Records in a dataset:
===
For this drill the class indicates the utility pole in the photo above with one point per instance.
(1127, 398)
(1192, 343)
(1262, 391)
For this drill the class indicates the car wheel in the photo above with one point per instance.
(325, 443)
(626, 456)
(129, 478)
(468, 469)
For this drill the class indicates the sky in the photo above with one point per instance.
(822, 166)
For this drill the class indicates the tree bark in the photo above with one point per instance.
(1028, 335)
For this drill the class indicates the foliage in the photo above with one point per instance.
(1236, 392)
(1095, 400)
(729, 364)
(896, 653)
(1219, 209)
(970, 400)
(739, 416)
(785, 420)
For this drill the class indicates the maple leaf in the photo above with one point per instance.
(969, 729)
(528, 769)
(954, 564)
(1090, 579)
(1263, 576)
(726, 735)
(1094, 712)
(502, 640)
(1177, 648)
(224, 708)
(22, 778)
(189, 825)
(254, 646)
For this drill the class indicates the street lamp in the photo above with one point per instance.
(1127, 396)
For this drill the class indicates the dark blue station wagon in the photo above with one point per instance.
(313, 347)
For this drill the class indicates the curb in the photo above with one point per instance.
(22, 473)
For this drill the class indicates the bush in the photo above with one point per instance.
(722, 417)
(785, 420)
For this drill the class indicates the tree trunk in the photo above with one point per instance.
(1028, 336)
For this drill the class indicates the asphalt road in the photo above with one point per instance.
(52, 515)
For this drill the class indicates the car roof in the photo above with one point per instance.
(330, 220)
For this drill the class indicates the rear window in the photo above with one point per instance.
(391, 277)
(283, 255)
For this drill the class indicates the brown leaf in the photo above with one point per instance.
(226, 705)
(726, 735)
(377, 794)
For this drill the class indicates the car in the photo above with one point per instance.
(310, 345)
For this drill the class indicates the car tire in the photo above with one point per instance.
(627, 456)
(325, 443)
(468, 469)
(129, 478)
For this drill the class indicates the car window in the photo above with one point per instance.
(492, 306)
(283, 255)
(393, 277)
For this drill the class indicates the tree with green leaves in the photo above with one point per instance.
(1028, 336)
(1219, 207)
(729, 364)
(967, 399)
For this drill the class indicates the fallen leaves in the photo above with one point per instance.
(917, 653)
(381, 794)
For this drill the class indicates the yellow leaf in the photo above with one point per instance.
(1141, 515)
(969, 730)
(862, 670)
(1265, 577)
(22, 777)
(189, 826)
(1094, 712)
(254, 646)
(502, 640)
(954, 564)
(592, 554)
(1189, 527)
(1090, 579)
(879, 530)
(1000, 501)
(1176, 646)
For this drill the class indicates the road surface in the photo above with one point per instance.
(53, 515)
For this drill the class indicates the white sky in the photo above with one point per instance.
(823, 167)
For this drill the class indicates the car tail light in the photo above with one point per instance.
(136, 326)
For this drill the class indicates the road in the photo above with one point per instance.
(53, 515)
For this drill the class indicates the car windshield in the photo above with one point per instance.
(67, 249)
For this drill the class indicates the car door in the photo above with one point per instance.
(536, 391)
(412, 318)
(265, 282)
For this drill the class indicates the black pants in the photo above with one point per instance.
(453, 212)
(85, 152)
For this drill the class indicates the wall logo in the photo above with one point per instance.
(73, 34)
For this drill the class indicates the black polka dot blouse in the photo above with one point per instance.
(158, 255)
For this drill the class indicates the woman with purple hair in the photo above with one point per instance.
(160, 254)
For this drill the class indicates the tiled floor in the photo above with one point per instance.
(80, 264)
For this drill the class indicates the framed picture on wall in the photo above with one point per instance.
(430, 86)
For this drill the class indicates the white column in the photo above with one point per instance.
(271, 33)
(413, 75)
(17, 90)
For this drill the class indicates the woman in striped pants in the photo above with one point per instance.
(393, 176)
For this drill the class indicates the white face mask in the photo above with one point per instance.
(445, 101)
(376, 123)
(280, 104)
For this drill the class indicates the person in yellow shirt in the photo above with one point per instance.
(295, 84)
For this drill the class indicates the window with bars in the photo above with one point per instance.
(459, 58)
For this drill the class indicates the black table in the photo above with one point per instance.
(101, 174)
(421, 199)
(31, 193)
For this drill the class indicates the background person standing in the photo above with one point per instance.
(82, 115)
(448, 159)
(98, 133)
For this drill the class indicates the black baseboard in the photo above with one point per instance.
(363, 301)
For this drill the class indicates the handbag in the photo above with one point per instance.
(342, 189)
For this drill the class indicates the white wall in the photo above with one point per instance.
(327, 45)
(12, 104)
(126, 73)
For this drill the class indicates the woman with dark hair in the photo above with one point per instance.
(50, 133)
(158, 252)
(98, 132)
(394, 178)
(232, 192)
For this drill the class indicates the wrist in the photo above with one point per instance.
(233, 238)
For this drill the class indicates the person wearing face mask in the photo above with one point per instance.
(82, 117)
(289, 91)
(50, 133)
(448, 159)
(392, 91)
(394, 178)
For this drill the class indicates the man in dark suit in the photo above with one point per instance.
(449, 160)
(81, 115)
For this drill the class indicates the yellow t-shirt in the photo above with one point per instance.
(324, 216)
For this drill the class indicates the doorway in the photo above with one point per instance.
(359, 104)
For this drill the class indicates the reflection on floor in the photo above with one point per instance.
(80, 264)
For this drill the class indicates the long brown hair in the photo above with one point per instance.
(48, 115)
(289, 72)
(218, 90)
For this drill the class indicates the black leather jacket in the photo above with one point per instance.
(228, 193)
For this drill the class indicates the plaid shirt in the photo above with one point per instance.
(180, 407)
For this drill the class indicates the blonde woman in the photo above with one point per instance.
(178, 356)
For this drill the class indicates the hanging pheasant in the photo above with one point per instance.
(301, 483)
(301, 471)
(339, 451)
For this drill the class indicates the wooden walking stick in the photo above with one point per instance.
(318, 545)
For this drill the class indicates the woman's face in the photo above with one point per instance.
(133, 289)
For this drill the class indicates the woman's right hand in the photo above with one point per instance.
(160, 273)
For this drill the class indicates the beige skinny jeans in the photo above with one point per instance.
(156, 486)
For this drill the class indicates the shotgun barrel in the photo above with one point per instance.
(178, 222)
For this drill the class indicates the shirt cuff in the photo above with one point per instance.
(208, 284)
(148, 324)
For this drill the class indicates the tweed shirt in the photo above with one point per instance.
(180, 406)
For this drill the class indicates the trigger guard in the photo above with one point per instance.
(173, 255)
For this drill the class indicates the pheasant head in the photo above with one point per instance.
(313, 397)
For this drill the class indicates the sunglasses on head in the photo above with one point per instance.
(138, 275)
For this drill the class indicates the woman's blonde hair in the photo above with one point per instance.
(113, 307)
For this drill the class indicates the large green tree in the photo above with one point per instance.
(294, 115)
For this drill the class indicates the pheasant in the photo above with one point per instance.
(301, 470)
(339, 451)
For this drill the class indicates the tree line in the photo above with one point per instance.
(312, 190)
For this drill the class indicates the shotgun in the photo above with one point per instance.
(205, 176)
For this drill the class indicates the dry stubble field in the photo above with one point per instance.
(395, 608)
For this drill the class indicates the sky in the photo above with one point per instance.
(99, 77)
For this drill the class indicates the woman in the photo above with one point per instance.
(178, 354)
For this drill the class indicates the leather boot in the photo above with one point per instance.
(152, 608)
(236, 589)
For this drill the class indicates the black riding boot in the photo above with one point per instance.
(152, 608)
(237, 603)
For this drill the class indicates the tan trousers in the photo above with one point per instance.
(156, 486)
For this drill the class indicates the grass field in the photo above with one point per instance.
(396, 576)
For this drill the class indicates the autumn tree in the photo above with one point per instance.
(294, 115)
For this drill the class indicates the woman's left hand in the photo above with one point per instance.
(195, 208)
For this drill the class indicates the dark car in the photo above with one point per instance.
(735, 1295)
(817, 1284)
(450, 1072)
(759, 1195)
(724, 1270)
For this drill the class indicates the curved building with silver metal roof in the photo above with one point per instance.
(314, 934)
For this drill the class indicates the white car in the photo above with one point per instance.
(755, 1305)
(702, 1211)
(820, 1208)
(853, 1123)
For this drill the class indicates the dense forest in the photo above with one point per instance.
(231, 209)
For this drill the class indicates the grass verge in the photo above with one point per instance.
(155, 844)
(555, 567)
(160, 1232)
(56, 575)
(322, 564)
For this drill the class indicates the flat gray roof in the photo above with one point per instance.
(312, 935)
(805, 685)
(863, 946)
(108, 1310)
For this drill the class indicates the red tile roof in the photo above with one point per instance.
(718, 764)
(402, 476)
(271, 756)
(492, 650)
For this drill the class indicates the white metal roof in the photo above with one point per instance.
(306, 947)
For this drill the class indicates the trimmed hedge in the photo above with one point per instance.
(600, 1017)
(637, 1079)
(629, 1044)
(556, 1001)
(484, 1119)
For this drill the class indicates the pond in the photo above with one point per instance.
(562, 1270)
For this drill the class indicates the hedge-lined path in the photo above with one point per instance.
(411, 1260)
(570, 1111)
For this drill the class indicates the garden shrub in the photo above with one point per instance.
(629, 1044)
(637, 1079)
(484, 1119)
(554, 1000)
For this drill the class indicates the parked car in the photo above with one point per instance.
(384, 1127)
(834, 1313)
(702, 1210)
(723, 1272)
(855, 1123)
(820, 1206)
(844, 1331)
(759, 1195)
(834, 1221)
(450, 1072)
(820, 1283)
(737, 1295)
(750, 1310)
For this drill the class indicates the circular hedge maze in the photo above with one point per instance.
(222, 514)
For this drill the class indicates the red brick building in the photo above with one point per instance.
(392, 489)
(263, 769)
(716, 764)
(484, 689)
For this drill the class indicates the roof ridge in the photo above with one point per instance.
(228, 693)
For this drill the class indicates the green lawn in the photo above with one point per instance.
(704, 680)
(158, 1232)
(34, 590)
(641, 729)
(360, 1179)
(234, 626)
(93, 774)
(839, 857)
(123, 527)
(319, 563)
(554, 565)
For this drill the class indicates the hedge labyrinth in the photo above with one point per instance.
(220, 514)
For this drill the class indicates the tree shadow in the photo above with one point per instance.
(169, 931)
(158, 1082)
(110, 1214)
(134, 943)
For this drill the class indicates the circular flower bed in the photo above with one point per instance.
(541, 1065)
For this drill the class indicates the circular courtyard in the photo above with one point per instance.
===
Rewrite the material from its first line through the line with "(1262, 391)", replacing "utility pole" with "telephone pole" and changing nothing else.

OUTPUT:
For this drill the class indicates the telephone pole in the photo above with one point per instance.
(1127, 398)
(1192, 343)
(1262, 391)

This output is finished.